[What is required]
The required output consists solely of the lines from the line containing "task: provide the mask of each instance of the football" through the end of the records, copied exactly.

[Data supplied]
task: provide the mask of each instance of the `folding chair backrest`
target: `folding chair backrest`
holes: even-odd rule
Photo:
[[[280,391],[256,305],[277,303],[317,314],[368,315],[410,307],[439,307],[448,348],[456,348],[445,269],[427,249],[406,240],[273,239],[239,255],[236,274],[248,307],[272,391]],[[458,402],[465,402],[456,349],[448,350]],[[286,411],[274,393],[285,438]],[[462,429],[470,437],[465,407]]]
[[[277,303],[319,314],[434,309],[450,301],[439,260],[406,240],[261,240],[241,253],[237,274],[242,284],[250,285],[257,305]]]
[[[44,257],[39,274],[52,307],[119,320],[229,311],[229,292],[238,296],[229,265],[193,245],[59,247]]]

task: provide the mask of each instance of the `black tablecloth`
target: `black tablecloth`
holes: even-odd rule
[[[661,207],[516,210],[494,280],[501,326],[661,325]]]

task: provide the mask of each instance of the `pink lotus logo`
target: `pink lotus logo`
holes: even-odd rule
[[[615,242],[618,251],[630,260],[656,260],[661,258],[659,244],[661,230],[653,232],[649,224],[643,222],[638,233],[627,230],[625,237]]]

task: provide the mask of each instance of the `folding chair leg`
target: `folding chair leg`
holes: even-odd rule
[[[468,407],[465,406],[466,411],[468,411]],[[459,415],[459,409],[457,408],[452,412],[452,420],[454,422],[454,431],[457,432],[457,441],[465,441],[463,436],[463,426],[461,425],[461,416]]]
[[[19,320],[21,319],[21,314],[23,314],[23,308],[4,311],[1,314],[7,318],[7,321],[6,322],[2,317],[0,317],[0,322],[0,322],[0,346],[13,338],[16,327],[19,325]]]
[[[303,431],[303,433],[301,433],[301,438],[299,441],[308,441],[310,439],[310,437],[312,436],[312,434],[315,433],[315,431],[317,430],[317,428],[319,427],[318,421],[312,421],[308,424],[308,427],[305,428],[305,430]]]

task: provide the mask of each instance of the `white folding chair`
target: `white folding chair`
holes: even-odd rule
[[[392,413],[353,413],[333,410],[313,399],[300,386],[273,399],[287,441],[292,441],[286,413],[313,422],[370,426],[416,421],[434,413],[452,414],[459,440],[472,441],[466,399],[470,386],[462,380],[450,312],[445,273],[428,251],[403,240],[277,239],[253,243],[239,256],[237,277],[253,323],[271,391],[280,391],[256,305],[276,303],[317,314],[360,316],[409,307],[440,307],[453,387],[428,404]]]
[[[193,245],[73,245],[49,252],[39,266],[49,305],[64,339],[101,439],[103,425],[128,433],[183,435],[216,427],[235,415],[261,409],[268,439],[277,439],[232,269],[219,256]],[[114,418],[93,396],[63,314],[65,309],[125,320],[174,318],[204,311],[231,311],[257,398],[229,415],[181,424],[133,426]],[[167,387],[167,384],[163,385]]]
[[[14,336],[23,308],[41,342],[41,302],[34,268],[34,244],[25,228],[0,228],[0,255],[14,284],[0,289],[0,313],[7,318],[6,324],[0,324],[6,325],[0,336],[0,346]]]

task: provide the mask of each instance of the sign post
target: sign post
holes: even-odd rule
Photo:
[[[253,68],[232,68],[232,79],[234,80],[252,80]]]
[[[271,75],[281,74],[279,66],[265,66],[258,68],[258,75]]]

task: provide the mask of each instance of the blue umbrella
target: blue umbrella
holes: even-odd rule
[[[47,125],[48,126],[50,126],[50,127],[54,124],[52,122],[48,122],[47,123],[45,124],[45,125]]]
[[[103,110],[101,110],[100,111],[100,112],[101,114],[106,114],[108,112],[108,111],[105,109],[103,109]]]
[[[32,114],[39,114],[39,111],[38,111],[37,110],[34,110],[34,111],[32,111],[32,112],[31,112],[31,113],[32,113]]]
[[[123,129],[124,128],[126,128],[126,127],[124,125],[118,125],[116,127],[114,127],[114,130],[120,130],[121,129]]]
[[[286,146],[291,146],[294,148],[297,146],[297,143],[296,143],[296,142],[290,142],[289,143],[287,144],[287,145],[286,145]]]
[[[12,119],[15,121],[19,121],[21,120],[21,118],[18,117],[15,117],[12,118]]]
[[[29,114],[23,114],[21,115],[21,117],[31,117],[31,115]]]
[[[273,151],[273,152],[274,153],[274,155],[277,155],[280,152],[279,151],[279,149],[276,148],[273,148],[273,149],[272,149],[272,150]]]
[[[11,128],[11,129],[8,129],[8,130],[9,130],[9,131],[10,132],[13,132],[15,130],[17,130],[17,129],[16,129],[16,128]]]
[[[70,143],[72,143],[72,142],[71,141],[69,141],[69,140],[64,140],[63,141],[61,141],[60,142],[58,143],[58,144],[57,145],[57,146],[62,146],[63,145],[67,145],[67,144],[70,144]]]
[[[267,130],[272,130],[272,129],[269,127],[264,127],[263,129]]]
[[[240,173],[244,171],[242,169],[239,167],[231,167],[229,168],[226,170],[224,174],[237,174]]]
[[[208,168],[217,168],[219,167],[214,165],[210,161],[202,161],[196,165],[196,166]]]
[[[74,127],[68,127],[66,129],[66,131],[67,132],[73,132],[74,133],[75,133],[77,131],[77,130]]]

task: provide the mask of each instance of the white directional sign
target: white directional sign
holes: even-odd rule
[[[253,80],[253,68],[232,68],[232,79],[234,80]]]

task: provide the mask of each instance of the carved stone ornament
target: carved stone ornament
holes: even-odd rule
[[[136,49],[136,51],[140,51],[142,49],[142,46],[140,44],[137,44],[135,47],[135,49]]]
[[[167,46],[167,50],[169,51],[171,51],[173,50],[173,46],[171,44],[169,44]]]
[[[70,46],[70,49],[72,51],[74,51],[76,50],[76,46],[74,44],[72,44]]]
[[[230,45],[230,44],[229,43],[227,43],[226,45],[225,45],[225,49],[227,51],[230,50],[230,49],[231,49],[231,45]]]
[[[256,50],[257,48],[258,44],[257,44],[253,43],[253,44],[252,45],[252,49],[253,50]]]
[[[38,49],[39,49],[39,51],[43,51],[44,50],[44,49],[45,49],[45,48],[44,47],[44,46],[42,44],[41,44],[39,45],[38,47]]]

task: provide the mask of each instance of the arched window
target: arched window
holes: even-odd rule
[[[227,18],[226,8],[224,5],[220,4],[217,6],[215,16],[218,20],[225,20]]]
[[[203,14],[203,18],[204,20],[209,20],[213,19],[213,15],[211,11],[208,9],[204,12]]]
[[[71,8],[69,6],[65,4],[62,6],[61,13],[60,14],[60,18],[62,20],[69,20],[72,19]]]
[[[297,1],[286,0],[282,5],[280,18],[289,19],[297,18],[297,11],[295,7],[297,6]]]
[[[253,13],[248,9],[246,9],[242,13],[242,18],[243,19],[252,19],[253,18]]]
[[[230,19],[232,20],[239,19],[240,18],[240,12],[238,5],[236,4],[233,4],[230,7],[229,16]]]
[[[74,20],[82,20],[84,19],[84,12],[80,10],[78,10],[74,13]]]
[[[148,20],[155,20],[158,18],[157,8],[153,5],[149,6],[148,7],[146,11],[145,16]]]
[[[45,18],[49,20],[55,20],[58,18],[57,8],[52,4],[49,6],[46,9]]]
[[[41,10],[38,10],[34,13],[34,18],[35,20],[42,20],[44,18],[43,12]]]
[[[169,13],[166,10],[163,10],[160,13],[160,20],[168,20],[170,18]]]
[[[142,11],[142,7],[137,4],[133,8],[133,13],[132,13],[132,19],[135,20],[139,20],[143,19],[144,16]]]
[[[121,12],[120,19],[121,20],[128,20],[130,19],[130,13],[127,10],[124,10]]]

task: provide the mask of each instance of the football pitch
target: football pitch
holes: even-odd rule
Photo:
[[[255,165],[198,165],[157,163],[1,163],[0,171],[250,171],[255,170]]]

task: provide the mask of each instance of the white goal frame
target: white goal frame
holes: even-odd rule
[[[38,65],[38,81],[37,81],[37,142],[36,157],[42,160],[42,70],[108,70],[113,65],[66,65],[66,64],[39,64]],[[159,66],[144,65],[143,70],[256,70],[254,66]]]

[Output for this task]
task: provide the mask of each instance of the football pitch
target: football pitch
holes: even-odd rule
Photo:
[[[255,165],[198,165],[157,163],[1,163],[0,171],[250,171],[255,170]]]

task: provide the mask of each instance of the white goal frame
target: white goal frame
holes: even-odd rule
[[[38,65],[38,81],[37,81],[37,142],[36,157],[42,160],[42,70],[108,70],[113,65],[66,65],[66,64],[39,64]],[[159,66],[144,65],[143,70],[256,70],[254,66]]]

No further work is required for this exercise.